# Assignment A
In the excerpt on STZ-induced kidney changes, what method was used to measure caspase-3 expression?
# Assignment B
Condense the paragraph of the STZ kidney excerpt that begins "The PPARs (PPARα, PPARβ, and PPARγ)" into a short bulleted list that keeps its main facts.
# Assignment C
Write out the part of the STZ kidney excerpt between "The PPARs (PPARα, PPARβ, and" and "changes (Figure 2D-E).", inclusive.

# Page excerpt
________________
As compared to the control group, there was a significant increase in kidney in animals that received STZ. However, treatment with Res, in a dose dependent manner, inhibited a such change (Figure 2A). Consistent with increase in kidney weight, histologically, sections of the kidneys of STZ treated animals revealed evidence of edema, necrosis and apoptosis, inflammatory infiltrate, glomerular sclerosis, increased mesangial matrix and fibrosis, and thickening of the basement membranes. These pathologic features including apoptosis all subsided, in a dose-dependent manner, by the treatment with Res (Figure 2B-C).

Figure 2

Res reverts alterations in kidney inducible by STZ. (A) Kidney weight/body weight in each group. (B) Pathological damage of kidney tissue was measured by HE staining in each group. (C) Expression of caspase-3 was measured by immunohistochemistry in each group. (D-E) Relative protein levels of PPARα, CPT-1, SREBP-1c and ACS were detected by western blot. Bars showed means ± SD of three independent experiments. ^**P < 0.01 vs. Healthy control group, ^#P < 0.05, ^##P < 0.01 vs. DN model group.

The PPARs (PPARα, PPARβ, and PPARγ) are involved in the transport of TG in the blood, uptake of cellular fatty acid and oxidation of mitochondrial beta (12). PPARα plays an important role in regulating the oxidation of mitochondrial and peroxisomal fatty acid, including modulation of downstream targets, such as CPT-1 (13). SREBP-1c is a transcription factor that activates many genes involved in lipid synthesis and deposition (14). ACS is an enzyme involved in the metabolism of acetic acid. The expression of several key genes including lipogenic related proteins (SREBP-1c, ACS) was increased and expression of lipidolysis related proteins (PPARα, CPT-1) was diminished in the kidneys of STZ treated animals (Figure 2D-E). Res, a dose-dependent manner decreased the extent of such changes (Figure 2D-E).
________________
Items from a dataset
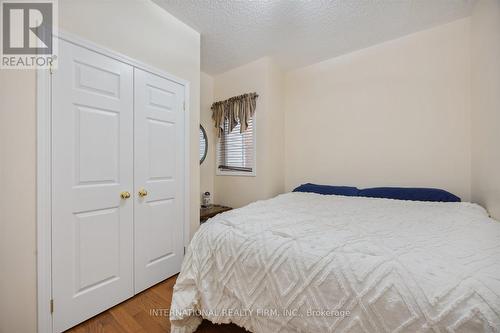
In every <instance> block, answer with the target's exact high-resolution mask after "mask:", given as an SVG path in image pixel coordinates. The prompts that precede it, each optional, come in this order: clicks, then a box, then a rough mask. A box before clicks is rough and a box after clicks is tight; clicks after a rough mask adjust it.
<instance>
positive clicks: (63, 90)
mask: <svg viewBox="0 0 500 333" xmlns="http://www.w3.org/2000/svg"><path fill="white" fill-rule="evenodd" d="M59 50H60V56H59V68H58V69H57V71H56V72H55V74H53V81H52V82H53V108H52V112H53V113H52V119H53V125H52V135H53V138H52V141H53V142H52V149H53V161H52V163H53V166H52V168H53V175H52V177H53V189H52V193H53V221H52V223H53V224H52V230H53V231H52V232H53V235H52V237H53V238H52V239H53V242H52V263H53V298H54V317H53V318H54V330H55V331H56V332H60V331H63V330H65V329H67V328H69V327H71V326H73V325H75V324H77V323H79V322H81V321H83V320H85V319H87V318H90V317H92V316H94V315H95V314H97V313H99V312H101V311H103V310H105V309H107V308H109V307H111V306H113V305H115V304H117V303H119V302H121V301H123V300H125V299H126V298H128V297H130V296H132V295H133V293H134V289H133V198H129V199H122V198H121V196H120V194H121V192H123V191H129V192H131V194H132V195H133V193H132V192H133V187H132V186H133V68H132V67H131V66H129V65H126V64H124V63H121V62H119V61H117V60H114V59H112V58H109V57H106V56H103V55H101V54H98V53H95V52H92V51H89V50H88V49H85V48H82V47H78V46H75V45H73V44H71V43H67V42H65V41H62V40H61V42H60V44H59Z"/></svg>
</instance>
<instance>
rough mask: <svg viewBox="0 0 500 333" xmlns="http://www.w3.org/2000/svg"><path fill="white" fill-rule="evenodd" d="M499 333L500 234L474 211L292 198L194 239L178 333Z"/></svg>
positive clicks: (233, 219)
mask: <svg viewBox="0 0 500 333" xmlns="http://www.w3.org/2000/svg"><path fill="white" fill-rule="evenodd" d="M202 318H205V319H208V320H210V321H212V322H214V323H230V322H232V323H235V324H237V325H239V326H241V327H244V328H246V329H247V330H249V331H251V332H254V333H268V332H273V333H274V332H370V333H371V332H498V331H500V224H499V223H498V222H496V221H494V220H492V219H490V218H489V217H488V215H487V213H486V211H485V210H484V209H483V208H482V207H480V206H478V205H475V204H471V203H461V202H447V203H443V202H422V201H406V200H390V199H379V198H366V197H347V196H338V195H320V194H314V193H295V192H294V193H287V194H282V195H279V196H277V197H275V198H273V199H270V200H266V201H258V202H255V203H252V204H250V205H248V206H246V207H243V208H240V209H236V210H233V211H229V212H226V213H223V214H220V215H218V216H216V217H214V218H212V219H210V220H209V221H208V222H207V223H205V224H204V225H202V226H201V227H200V229H199V230H198V231H197V233H196V234H195V235H194V237H193V239H192V241H191V244H190V246H189V248H188V251H187V253H186V257H185V259H184V263H183V266H182V270H181V273H180V275H179V276H178V279H177V283H176V285H175V287H174V295H173V299H172V307H171V309H170V320H171V323H172V332H175V333H190V332H194V331H195V330H196V328H197V326H198V325H199V324H200V323H201V321H202Z"/></svg>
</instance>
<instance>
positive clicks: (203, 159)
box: [200, 125, 208, 164]
mask: <svg viewBox="0 0 500 333" xmlns="http://www.w3.org/2000/svg"><path fill="white" fill-rule="evenodd" d="M207 151H208V140H207V132H205V129H204V128H203V126H201V125H200V164H201V163H203V161H204V160H205V157H207Z"/></svg>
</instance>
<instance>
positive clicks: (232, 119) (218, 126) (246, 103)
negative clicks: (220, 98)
mask: <svg viewBox="0 0 500 333" xmlns="http://www.w3.org/2000/svg"><path fill="white" fill-rule="evenodd" d="M257 97H259V95H257V93H248V94H243V95H240V96H235V97H231V98H229V99H226V100H225V101H220V102H215V103H213V104H212V107H211V109H212V119H213V120H214V122H215V128H216V129H217V136H218V137H219V138H220V137H221V135H222V134H223V133H224V122H225V121H227V122H228V127H227V128H228V129H229V132H231V131H232V130H233V129H234V128H235V127H236V125H238V124H240V133H243V132H244V131H245V130H246V129H247V128H248V121H249V120H250V118H252V117H253V115H254V113H255V107H256V105H257V101H256V100H257Z"/></svg>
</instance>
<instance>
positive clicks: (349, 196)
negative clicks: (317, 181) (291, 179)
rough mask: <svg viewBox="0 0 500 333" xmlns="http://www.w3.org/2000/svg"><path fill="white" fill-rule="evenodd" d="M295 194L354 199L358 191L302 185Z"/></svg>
mask: <svg viewBox="0 0 500 333" xmlns="http://www.w3.org/2000/svg"><path fill="white" fill-rule="evenodd" d="M293 192H310V193H317V194H335V195H345V196H349V197H354V196H357V195H358V189H357V188H356V187H352V186H330V185H317V184H311V183H307V184H302V185H300V186H299V187H296V188H295V189H294V190H293Z"/></svg>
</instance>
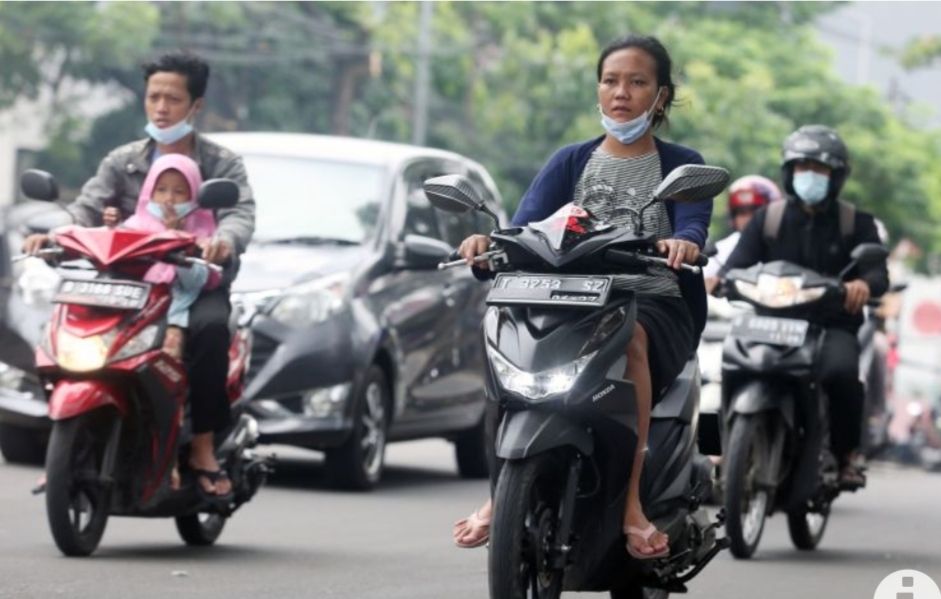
________________
# Expected answer A
Immunohistochemistry.

# Expected answer B
- PPARs (PPARα, PPARβ, PPARγ) are involved in blood TG transport, cellular fatty acid uptake, and mitochondrial beta oxidation.
- PPARα regulates mitochondrial and peroxisomal fatty acid oxidation, including modulation of downstream targets such as CPT-1.
- SREBP-1c is a transcription factor that activates many genes involved in lipid synthesis and deposition.
- ACS is an enzyme involved in acetic acid metabolism.
- In the kidneys of STZ-treated animals, lipogenic proteins (SREBP-1c, ACS) increased and lipidolysis proteins (PPARα, CPT-1) decreased (Figure 2D-E).
- Res reduced these changes in a dose-dependent manner (Figure 2D-E).

# Expected answer C
The PPARs (PPARα, PPARβ, and PPARγ) are involved in the transport of TG in the blood, uptake of cellular fatty acid and oxidation of mitochondrial beta (12). PPARα plays an important role in regulating the oxidation of mitochondrial and peroxisomal fatty acid, including modulation of downstream targets, such as CPT-1 (13). SREBP-1c is a transcription factor that activates many genes involved in lipid synthesis and deposition (14). ACS is an enzyme involved in the metabolism of acetic acid. The expression of several key genes including lipogenic related proteins (SREBP-1c, ACS) was increased and expression of lipidolysis related proteins (PPARα, CPT-1) was diminished in the kidneys of STZ treated animals (Figure 2D-E). Res, a dose-dependent manner decreased the extent of such changes (Figure 2D-E).